--- Start INFORMATION SUPPLIED ---

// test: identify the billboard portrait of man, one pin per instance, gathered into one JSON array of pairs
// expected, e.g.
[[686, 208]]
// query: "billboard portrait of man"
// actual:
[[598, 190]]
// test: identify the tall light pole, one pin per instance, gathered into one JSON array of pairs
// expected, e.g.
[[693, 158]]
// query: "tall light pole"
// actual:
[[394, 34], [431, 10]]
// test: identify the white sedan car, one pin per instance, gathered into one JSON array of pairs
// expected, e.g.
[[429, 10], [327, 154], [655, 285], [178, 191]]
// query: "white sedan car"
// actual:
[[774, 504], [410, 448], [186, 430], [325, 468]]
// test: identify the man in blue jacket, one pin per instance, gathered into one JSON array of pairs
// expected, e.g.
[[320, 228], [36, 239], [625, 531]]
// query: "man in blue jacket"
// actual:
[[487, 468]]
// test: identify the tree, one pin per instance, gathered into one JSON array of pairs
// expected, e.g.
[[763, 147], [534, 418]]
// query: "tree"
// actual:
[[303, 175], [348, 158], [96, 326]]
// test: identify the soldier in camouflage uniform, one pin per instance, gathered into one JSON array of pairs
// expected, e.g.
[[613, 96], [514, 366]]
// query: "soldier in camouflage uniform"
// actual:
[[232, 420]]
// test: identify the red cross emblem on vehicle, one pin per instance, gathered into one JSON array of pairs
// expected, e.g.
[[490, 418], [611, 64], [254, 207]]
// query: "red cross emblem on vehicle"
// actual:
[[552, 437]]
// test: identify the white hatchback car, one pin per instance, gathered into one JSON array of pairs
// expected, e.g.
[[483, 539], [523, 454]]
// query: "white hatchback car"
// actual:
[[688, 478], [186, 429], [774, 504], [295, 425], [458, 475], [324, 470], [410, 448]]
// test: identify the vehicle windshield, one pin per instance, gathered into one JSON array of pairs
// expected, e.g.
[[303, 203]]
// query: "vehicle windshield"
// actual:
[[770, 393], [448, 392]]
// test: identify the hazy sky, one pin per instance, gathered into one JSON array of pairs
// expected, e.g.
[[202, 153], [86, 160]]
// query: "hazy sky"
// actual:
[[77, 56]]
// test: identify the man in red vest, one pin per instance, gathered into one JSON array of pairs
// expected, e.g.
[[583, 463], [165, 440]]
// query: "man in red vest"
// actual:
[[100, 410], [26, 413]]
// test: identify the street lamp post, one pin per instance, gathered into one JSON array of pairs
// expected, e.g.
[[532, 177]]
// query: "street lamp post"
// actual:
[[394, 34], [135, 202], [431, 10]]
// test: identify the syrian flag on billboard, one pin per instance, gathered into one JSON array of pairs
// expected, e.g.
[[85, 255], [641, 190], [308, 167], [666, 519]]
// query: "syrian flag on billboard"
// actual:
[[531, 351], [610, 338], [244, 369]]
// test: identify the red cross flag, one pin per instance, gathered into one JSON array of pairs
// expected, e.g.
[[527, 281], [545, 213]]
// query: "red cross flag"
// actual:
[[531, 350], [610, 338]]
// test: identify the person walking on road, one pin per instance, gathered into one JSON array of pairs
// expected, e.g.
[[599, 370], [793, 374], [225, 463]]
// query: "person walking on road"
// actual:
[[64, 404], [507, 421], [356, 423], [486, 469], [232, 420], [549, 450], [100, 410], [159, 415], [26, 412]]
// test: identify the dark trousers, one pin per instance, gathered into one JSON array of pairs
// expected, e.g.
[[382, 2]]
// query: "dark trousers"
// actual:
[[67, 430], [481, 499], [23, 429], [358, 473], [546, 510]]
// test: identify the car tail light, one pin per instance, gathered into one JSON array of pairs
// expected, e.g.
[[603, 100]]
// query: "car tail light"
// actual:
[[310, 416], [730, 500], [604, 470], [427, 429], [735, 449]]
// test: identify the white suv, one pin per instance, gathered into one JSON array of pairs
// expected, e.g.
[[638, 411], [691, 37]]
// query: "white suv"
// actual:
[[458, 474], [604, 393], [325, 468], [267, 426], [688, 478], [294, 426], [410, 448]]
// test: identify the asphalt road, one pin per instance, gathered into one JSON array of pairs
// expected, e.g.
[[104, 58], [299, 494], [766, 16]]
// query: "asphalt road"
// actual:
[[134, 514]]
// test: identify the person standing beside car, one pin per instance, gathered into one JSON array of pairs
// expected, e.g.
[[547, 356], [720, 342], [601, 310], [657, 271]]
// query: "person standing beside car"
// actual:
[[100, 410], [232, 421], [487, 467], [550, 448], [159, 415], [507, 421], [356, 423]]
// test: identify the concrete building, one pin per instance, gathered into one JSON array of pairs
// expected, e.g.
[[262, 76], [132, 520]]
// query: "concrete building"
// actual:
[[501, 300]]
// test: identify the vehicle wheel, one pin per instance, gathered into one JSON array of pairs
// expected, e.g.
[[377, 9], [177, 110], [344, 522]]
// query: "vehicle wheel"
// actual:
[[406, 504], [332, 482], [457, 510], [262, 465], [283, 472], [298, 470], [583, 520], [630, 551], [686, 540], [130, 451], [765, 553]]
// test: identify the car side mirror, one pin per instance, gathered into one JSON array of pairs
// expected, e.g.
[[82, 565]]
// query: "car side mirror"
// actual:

--- End INFORMATION SUPPLIED ---

WHAT IS EXPECTED: Copy the data above word for word, from its first line through the line containing "[[598, 190]]", including that line.

RESPONSE FOR THIS EXERCISE:
// test: identify the billboard portrait of man, one pin per instance, gathered into one JSON array of pairs
// expected, e.g.
[[686, 208]]
// query: "billboard portrait of man"
// actual:
[[598, 190]]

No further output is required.